Task instructions
- A) In the text on workplace eye safety, what proportion of total work-related eye injuries results in temporary or permanent vision loss?
- B) Quote the text on workplace eye safety from "In addition to" up to and including "prescription safety glasses.".

Text for analysis
━━━━━━━━━━

March is Workplace Eye Wellness Month, a time to take action to prevent eye injuries at work. The annual observance began as an effort of Prevent Blindness, the nation’s leading voluntary eye health and safety organization, to provide eye safety education and injury prevention resources to employers.

The National Institute for Occupational Safety and Health (NIOSH) reports that around 2,000 workplace eye injuries requiring medical attention occur each day in the United States. About 20% of these injuries result in missing one or more workdays to recover. Temporary or permanent vision loss are the outcome of 10-20% of total work-related eye injuries.

Common causes of workplace eye injuries include airborne particles and objects that can strike, scrape, or penetrate the eyes. Chemical, thermal, and flash burns are also major causes of eye injuries. Workers can also acquire infectious eye diseases from exposures to viruses and bacteria.

The best way to prevent workplace eye injuries is to have a company safety program that identifies, assesses, eliminates, or controls hazards that can cause such incidents. You can achieve this by performing job hazard analyses that identify eye injury hazards and prevention solutions. Providing safe equipment, tools, materials, sanitary conditions, safety training, and personal protective equipment (PPE) can prevent most workplace eye injuries.

In addition to having a safety program, Washington State workplace safety rules require employers to provide appropriate PPE to workers who are exposed to eye injury hazards. Depending on the specific hazard, PPE selection may include:

  • Non-prescription and prescription safety glasses.
  • Goggles.
  • Eye protection with side shields.
  • Face shields.
  • Welding helmets.
  • Full-face respirators.

PPE must meet current American National Standards Institute (ANSI) Z87.1 standards. The International Safety Equipment Association’s Eye and Face Protection Selection Guide can help you find the right PPE for your workers.

━━━━━━━━━━

Given data
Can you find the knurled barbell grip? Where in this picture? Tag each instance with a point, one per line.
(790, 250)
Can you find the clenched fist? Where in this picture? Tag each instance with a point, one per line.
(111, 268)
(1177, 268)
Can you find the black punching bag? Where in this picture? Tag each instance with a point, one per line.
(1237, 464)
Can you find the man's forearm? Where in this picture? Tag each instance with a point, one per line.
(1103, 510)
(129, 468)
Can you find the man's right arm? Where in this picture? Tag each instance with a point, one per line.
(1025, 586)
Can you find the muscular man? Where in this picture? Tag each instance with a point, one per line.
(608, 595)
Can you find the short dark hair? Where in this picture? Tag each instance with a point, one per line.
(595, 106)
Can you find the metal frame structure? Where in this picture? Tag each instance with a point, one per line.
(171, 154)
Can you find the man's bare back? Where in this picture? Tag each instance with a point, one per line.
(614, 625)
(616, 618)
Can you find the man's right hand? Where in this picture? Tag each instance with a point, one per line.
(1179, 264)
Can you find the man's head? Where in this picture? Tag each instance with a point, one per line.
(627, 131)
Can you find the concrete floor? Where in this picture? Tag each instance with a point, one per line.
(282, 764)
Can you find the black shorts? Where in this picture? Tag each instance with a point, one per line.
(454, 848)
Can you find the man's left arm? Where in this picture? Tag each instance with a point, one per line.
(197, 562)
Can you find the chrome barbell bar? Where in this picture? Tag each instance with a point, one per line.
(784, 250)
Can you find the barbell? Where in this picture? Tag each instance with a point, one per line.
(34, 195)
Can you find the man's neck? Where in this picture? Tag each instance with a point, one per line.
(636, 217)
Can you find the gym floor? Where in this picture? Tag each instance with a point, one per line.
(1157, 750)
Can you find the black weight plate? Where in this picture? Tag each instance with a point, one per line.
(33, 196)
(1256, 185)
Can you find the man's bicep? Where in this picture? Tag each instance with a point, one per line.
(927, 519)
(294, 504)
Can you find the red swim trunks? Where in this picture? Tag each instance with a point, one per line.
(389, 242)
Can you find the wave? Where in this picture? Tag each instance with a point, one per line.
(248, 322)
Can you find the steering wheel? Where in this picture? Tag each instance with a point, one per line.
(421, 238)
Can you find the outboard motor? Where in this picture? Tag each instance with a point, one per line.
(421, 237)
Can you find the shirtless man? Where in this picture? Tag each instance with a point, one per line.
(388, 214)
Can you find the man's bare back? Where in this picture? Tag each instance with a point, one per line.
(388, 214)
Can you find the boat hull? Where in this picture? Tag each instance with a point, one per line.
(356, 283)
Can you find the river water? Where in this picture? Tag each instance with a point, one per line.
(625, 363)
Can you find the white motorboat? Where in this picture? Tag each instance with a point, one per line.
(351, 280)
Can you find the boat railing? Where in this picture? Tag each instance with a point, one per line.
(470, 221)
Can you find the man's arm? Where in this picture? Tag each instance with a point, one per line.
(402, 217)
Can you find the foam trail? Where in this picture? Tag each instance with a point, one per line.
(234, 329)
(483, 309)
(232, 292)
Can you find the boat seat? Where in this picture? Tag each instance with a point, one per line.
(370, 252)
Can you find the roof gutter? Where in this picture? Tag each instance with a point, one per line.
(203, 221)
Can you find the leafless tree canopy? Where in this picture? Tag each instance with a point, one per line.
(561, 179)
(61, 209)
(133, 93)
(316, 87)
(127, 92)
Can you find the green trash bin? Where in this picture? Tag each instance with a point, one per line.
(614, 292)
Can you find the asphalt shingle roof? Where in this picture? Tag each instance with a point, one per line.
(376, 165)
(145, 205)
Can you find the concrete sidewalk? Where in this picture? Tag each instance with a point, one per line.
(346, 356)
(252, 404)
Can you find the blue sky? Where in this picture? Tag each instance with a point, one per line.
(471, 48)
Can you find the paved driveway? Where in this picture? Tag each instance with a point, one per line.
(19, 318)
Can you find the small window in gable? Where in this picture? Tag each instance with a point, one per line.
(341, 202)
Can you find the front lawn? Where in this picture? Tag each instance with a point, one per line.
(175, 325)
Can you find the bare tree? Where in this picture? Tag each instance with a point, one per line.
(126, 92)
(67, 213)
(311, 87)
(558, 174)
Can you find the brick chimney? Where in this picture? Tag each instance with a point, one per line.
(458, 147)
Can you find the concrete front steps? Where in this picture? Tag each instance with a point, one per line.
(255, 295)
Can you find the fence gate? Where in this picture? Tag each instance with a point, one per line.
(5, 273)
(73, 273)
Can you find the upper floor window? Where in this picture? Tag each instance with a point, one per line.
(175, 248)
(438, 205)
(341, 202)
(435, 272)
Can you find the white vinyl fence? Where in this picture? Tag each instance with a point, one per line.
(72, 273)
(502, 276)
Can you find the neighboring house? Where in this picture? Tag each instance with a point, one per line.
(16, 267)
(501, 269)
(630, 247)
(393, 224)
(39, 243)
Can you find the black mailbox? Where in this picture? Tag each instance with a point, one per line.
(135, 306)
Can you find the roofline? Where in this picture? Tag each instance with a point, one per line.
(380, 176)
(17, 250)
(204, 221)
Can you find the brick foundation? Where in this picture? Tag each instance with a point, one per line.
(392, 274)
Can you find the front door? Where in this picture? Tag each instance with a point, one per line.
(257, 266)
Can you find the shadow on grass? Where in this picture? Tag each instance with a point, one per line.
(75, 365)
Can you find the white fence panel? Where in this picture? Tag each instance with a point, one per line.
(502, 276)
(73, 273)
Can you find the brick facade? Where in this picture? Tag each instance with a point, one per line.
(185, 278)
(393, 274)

━━━━━━━━━━

Solutions by task
- A) 10-20%

- B)
In addition to having a safety program, Washington State workplace safety rules require employers to provide appropriate PPE to workers who are exposed to eye injury hazards. Depending on the specific hazard, PPE selection may include:

  • Non-prescription and prescription safety glasses.